• _ACTIVITY_
If a line holds the word "Query", copy it from the entries.

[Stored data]
◆ ◆ ◆
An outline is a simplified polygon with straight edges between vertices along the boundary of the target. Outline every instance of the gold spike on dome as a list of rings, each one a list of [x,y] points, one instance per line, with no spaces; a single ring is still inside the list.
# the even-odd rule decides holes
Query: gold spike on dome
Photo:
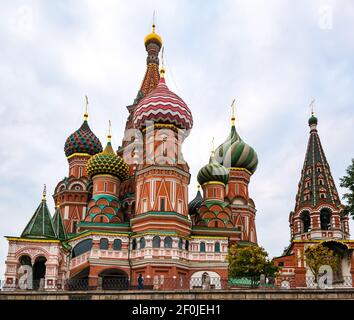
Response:
[[[231,104],[231,124],[235,125],[235,99],[232,100]]]
[[[87,121],[88,119],[88,97],[85,96],[85,113],[84,113],[84,119]]]
[[[161,50],[161,70],[160,70],[160,77],[164,78],[165,77],[165,65],[164,65],[164,49],[165,47],[162,47]]]
[[[57,198],[57,202],[56,202],[56,204],[55,204],[55,207],[56,208],[60,208],[60,197],[58,196],[58,198]]]
[[[107,135],[108,142],[111,142],[112,135],[111,135],[111,120],[108,120],[108,135]]]
[[[112,135],[111,135],[111,120],[108,121],[108,134],[107,134],[107,145],[103,150],[103,153],[113,153],[115,154],[113,148],[112,148],[112,144],[111,144],[111,140],[112,140]]]
[[[43,188],[43,195],[42,195],[42,201],[46,201],[47,200],[47,187],[44,184],[44,188]]]

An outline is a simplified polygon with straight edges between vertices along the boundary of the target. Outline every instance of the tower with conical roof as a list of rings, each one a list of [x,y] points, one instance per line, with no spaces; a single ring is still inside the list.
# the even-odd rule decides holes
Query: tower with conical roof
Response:
[[[338,257],[337,268],[332,270],[333,283],[343,286],[352,279],[350,265],[352,243],[349,240],[349,219],[344,214],[331,169],[317,131],[318,119],[314,113],[308,120],[310,136],[295,199],[290,212],[291,242],[275,264],[280,268],[278,285],[311,287],[316,285],[306,264],[306,249],[322,243]],[[349,260],[348,260],[349,259]],[[350,286],[352,281],[350,280]]]
[[[308,121],[310,136],[295,210],[289,215],[292,239],[348,239],[348,217],[343,215],[339,195],[317,131],[313,112]]]

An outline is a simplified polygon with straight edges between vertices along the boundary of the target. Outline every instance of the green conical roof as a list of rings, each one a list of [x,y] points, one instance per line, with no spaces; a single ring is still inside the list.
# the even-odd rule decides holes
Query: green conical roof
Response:
[[[21,238],[57,239],[45,195],[21,234]]]
[[[65,231],[63,219],[61,217],[60,206],[57,207],[53,217],[54,231],[60,241],[65,241],[68,236]]]

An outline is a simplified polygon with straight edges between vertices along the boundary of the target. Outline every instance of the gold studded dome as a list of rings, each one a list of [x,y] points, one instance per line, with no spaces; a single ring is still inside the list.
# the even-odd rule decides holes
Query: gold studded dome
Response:
[[[110,133],[105,149],[88,160],[86,169],[90,178],[98,174],[110,174],[123,181],[128,178],[129,174],[129,166],[112,148]]]

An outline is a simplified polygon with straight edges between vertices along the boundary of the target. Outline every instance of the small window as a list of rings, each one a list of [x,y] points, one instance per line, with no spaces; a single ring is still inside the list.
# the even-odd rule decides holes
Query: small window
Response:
◆ ◆ ◆
• _SOLUTION TO THE PROBLEM_
Query: gold spike on dome
Query: tower with conical roof
Query: green conical roof
Query: gold studded dome
Query: small window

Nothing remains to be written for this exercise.